PROBLEM REQUIREMENTS: Print the records exactly as they appear, from the very start through the line that contains "[[827, 488], [435, 485]]", including that line.

┌────────

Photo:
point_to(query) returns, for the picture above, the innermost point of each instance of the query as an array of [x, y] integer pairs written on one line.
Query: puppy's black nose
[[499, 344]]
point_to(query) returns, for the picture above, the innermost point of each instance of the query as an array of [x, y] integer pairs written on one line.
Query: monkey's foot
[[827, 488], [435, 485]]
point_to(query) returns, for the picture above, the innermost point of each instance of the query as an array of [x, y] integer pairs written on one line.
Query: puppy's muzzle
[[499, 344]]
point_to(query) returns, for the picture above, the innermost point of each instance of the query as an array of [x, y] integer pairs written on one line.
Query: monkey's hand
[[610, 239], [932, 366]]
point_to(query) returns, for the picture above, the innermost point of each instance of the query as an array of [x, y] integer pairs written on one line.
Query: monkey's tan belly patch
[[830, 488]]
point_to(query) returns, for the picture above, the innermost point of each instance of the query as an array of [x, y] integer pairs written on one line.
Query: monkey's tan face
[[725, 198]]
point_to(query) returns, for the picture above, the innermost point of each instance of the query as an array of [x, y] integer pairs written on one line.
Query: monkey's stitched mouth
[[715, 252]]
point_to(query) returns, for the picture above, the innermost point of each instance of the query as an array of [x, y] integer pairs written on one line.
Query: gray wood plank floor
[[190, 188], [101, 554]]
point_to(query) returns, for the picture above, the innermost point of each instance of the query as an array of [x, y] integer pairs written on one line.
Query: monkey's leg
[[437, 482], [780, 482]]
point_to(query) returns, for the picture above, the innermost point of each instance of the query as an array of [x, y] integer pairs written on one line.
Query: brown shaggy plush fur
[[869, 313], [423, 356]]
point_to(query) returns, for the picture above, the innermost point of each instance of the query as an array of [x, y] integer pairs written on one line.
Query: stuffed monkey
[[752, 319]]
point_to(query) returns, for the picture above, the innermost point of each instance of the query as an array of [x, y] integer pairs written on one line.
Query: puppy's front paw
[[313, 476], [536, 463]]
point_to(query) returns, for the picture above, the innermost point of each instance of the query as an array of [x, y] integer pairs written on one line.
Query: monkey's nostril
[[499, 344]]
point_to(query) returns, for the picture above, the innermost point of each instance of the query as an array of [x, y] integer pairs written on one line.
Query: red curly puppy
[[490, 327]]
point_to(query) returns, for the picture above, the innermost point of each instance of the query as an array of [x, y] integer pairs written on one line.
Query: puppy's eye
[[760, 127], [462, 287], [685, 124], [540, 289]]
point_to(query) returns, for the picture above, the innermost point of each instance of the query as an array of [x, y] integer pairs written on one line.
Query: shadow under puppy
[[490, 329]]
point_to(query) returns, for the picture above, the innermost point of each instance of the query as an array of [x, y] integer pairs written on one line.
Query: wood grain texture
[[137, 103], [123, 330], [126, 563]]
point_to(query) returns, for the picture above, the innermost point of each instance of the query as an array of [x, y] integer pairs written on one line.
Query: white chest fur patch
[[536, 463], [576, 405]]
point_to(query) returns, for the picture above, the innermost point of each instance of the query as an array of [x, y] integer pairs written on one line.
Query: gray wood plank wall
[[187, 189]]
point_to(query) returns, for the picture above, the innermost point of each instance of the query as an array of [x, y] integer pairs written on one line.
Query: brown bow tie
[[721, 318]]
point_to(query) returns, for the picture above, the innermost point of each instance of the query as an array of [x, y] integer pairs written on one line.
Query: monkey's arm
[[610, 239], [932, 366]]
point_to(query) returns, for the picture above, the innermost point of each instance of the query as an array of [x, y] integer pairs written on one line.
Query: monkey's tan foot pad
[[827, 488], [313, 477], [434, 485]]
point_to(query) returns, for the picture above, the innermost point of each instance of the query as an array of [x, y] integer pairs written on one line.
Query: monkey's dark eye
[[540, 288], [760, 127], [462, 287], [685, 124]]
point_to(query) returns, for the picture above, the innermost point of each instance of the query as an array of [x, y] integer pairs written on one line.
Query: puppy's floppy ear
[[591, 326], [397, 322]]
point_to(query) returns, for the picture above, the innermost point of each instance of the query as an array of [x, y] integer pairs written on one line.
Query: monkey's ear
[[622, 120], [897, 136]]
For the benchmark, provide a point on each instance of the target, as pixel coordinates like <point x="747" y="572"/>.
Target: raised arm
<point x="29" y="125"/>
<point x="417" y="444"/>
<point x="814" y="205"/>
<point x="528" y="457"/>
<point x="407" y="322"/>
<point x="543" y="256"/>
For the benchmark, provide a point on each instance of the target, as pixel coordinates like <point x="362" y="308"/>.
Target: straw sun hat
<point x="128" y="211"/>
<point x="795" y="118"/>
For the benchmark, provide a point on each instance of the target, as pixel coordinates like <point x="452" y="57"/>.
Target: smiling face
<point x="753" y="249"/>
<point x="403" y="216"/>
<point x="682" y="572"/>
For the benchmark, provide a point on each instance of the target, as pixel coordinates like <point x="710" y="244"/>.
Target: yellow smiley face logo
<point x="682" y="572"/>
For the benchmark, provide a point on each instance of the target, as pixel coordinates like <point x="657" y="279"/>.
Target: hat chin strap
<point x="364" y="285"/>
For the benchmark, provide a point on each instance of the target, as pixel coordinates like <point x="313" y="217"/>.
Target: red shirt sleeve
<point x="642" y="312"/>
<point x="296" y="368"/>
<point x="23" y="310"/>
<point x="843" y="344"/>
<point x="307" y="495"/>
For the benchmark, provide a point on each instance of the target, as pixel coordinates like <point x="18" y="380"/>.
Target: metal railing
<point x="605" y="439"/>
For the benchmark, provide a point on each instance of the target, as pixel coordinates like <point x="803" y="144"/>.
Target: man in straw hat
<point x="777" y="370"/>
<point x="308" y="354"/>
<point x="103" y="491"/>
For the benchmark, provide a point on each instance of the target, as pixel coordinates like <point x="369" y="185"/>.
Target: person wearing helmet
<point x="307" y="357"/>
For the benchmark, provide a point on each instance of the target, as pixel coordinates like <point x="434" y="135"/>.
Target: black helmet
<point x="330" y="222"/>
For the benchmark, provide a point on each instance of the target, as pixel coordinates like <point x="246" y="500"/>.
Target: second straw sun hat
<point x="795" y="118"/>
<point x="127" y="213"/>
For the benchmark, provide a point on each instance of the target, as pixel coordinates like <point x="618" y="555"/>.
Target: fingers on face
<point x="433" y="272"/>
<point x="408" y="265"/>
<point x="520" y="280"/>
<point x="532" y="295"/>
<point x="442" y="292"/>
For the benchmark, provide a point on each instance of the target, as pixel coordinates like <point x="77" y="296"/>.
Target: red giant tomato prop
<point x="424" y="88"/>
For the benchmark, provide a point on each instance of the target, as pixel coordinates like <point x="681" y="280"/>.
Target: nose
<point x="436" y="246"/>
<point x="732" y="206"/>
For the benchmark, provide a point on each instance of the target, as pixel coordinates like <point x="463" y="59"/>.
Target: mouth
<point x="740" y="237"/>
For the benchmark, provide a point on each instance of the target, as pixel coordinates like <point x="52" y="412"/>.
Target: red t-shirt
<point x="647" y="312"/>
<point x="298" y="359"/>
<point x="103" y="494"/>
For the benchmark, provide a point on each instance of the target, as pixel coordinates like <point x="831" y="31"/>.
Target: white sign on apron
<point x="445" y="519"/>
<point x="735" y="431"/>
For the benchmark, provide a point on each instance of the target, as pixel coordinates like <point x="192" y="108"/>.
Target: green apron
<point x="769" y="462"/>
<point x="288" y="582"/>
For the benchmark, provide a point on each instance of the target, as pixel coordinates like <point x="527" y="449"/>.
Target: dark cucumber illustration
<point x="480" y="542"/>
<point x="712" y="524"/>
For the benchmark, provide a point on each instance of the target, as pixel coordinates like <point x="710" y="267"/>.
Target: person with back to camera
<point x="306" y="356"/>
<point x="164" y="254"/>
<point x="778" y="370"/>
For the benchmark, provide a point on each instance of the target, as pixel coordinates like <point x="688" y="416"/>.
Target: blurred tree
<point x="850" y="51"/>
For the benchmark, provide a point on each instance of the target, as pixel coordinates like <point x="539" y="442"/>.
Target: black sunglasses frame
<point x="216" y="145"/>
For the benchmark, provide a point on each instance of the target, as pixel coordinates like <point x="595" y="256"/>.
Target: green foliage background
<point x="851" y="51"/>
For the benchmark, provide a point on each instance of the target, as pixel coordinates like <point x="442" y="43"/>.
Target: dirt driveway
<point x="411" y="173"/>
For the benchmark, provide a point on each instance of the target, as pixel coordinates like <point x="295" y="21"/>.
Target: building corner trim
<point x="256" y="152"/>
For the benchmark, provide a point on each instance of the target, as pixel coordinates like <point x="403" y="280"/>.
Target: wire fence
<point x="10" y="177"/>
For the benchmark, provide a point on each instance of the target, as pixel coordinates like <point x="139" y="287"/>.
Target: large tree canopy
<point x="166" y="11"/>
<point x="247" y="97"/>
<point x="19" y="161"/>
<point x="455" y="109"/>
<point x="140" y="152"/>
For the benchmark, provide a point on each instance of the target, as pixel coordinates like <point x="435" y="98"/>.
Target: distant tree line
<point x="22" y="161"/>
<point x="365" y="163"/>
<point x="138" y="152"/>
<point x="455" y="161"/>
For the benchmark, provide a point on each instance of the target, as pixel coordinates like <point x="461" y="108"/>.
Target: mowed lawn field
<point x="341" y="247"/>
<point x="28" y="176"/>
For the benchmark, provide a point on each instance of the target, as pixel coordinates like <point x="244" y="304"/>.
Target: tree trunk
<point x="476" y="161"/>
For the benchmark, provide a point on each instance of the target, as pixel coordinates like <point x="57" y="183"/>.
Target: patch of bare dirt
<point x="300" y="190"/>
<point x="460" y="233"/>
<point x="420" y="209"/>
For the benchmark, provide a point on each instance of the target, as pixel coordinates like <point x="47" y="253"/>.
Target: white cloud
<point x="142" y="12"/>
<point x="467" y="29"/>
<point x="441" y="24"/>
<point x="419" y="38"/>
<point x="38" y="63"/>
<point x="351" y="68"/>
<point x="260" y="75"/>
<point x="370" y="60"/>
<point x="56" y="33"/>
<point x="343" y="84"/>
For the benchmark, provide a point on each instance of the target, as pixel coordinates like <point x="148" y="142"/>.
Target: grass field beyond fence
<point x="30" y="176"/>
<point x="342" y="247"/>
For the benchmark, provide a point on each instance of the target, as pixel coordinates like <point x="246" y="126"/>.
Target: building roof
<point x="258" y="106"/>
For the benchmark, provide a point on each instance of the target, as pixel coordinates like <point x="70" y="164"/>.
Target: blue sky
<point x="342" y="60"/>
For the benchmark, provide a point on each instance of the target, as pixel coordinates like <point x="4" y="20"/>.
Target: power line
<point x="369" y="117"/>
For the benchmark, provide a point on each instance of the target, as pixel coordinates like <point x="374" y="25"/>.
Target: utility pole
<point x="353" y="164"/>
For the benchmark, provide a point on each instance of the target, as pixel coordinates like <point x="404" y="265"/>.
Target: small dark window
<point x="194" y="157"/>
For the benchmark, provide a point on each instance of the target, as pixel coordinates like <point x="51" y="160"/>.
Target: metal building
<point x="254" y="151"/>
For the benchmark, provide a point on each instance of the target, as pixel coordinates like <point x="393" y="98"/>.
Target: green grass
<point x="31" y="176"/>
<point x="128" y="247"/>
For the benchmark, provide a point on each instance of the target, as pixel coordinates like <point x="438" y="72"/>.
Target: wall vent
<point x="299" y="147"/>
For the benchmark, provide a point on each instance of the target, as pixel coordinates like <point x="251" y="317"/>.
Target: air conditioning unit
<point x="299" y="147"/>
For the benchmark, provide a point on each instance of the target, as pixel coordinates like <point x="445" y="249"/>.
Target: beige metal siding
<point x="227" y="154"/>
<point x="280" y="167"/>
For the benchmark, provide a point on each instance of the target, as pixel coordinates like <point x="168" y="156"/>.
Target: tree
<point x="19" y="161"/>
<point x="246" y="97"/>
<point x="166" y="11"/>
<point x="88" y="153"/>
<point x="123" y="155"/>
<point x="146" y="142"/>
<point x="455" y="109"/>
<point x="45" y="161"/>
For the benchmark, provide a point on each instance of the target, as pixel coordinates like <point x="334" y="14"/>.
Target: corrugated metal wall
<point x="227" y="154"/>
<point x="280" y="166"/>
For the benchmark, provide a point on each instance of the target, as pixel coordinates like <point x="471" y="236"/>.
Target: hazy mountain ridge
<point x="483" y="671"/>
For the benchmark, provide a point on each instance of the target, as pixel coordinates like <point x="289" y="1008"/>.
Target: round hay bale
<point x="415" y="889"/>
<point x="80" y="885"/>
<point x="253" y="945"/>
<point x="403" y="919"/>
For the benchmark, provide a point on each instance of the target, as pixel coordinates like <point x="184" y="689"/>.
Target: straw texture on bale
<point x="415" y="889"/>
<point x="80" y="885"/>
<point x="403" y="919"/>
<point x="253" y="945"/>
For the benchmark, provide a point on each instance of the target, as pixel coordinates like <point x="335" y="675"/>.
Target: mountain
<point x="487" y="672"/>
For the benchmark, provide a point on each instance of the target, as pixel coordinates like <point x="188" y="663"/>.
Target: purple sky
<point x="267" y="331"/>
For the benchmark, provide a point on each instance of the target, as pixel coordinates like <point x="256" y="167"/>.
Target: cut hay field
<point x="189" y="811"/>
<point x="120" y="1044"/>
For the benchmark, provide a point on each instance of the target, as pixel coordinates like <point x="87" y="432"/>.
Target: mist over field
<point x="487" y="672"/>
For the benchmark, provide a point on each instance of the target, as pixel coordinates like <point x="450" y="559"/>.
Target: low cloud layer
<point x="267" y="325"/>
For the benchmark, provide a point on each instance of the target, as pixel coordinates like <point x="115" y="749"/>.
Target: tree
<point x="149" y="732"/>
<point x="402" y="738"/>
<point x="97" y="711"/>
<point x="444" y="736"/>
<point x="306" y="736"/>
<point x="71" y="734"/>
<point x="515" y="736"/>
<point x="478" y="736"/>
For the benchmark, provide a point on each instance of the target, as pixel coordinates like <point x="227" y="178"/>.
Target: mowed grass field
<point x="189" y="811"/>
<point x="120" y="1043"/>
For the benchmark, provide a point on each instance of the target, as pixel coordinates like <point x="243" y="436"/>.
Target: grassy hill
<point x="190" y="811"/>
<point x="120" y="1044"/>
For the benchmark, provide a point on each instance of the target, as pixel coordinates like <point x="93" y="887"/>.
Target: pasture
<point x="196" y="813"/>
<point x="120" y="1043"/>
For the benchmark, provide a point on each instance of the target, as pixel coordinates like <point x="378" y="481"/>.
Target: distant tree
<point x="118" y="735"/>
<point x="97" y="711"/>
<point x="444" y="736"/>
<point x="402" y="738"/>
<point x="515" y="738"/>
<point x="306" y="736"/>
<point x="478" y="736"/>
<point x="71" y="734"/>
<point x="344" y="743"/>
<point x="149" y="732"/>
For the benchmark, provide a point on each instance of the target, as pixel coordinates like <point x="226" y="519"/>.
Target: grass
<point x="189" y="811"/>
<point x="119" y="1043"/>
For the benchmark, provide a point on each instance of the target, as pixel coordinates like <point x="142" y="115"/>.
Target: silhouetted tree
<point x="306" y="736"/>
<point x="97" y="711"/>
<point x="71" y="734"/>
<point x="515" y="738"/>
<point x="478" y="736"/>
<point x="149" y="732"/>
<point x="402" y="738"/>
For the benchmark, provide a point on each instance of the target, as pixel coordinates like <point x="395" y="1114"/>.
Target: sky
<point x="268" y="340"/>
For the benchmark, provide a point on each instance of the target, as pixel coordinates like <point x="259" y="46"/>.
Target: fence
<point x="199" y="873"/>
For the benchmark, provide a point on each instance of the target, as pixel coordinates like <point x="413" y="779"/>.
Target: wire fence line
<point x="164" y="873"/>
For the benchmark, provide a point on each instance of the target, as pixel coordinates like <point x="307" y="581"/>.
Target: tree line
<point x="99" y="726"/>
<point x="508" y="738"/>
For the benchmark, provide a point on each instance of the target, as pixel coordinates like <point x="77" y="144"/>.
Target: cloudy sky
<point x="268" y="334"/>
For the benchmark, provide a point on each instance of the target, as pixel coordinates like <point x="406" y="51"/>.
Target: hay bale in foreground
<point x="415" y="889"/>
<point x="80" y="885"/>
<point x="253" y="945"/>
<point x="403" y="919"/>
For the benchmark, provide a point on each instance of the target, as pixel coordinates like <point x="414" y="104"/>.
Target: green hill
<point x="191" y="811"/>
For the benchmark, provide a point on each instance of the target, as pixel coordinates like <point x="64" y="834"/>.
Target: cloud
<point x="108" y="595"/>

└────────

EXERCISE OUTPUT:
Photo:
point_to(query) returns, for the picture above, the innermost point of each instance of the query as an array of [x, y] integer pairs written on one line.
Query: puppy's black nose
[[499, 344]]
point_to(query) returns, for the picture above, the innermost point of each instance of the query as an array of [x, y] integer pairs written on one line.
Query: monkey's foot
[[827, 488], [435, 485]]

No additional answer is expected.